* AIM OF THE EXERCISE: Rescale the listing below from its first line through the line holding "0 252 1053 583", inclusive, and write out only those lines again with the requests included. Multiply every bounding-box coordinate in the answers by 1.2 and round to whole numbers, with halves rounded up, but leave the requests and their sample coordinates unchanged.

## Begin

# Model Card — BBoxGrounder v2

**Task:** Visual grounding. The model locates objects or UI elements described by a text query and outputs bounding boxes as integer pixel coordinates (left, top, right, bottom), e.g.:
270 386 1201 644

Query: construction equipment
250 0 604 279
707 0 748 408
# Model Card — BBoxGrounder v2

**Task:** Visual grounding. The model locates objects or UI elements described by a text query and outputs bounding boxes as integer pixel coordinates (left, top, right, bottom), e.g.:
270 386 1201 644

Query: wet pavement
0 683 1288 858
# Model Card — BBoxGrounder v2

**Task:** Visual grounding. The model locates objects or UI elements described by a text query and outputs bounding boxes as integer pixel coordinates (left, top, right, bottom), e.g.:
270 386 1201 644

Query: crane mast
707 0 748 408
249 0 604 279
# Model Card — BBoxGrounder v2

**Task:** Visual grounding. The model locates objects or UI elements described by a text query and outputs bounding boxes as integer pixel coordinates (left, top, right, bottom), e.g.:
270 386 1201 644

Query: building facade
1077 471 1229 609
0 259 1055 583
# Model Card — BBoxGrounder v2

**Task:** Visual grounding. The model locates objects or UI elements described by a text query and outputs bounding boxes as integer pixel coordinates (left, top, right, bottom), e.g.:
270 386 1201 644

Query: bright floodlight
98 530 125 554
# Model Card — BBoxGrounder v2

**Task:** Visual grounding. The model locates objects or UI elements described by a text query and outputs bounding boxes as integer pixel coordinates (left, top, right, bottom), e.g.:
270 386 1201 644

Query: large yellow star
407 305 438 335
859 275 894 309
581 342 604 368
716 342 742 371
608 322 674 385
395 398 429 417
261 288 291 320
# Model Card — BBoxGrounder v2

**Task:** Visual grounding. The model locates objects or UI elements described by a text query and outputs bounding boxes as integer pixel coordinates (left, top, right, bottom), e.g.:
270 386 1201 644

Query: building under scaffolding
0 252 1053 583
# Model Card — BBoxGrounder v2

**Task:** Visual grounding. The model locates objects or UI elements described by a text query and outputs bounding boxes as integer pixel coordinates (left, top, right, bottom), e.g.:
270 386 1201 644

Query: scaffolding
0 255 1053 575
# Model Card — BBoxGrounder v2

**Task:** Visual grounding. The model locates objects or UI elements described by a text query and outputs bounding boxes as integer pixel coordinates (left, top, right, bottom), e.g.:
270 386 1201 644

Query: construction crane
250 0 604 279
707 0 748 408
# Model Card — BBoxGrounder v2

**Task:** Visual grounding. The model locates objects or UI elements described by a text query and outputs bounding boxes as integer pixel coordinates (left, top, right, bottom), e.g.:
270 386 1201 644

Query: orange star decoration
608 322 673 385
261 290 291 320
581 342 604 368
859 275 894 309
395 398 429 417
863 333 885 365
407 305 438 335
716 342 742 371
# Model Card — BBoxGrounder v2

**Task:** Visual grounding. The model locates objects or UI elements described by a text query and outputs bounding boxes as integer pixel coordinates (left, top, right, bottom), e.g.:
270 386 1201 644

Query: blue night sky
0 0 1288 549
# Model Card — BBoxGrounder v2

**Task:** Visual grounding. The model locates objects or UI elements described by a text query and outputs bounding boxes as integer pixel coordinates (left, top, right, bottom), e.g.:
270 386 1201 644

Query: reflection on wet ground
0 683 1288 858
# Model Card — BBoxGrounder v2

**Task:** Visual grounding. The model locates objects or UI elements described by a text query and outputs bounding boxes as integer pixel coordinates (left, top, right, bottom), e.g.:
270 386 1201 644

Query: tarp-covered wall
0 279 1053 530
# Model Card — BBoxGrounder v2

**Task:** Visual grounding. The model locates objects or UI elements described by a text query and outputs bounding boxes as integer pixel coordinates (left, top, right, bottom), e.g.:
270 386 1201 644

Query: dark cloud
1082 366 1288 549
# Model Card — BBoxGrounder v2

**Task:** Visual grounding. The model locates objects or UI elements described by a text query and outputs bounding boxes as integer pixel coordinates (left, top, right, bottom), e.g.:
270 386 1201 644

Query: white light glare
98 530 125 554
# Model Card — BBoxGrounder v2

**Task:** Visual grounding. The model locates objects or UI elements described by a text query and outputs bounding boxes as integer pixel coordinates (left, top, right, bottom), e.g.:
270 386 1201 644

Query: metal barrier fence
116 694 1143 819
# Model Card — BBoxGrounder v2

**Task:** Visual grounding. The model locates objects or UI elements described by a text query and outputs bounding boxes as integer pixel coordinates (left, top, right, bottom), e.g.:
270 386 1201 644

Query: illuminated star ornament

## End

* WORKED ANSWER:
# Model Card — BBoxGrounder v2

**Task:** Visual grounding. The model locates objects or UI elements described by a text query and outputs bounding boxes as integer pixel coordinates (left, top, right, bottom), e.g.:
270 386 1201 644

Query: construction equipment
300 0 725 335
848 0 898 490
# Model Card — BBoxGrounder v2

**Task:** Visual grounding. The model locates objects or UI elements described by a text query and outputs bounding boxes as integer pixel coordinates (left, top, right, bottom), e.g.:
270 386 1201 644

Query: wet pavement
0 820 1546 1030
# Model Card — BBoxGrounder v2

**Task:** Visual grounding. The model locates objects or UI elements described by a text query and outputs bounding boxes as integer pixel coordinates (left, top, right, bottom), e.g.:
270 386 1201 644

Query: crane mast
848 0 898 490
299 0 725 335
# Model Card — BBoxGrounder v2

**Task:** Visual grounding. The model locates objects or UI elements described by a text query and outputs bounding boxes as integer pixel coordinates (left, top, right, bottom), e.g.:
270 386 1201 644

Query: building facade
1292 565 1475 731
0 311 1266 700
# Model Card — BBoxGrounder v2

**Task:** Visual grounding. The model locates objects or UI elements described by a text query and outputs bounding boxes as integer pixel coordinates (left, top, right, bottom), e.g.:
270 386 1201 644

Query: bright floodlight
118 636 150 665
# Model Card — BBoxGrounder v2

**Task:** Visual grounding. The model locates objects or UI elements described by a text query and outputs bounding boxes as integer pixel coordinates (left, top, right, bottom), e.g.:
270 386 1201 644

Query: large yellow star
488 366 526 402
1031 330 1073 371
697 410 725 442
859 410 890 445
730 386 809 462
474 478 515 500
313 346 349 384
# Model Card — BBoxGrounder v2

**Task:** Visual grounding. The model locates objects or UI elements described by a text query and outputs bounding boxes as integer pixel coordinates (left, top, right, bottom), e.g.:
270 386 1201 644

Query: building under scaffolding
0 302 1264 700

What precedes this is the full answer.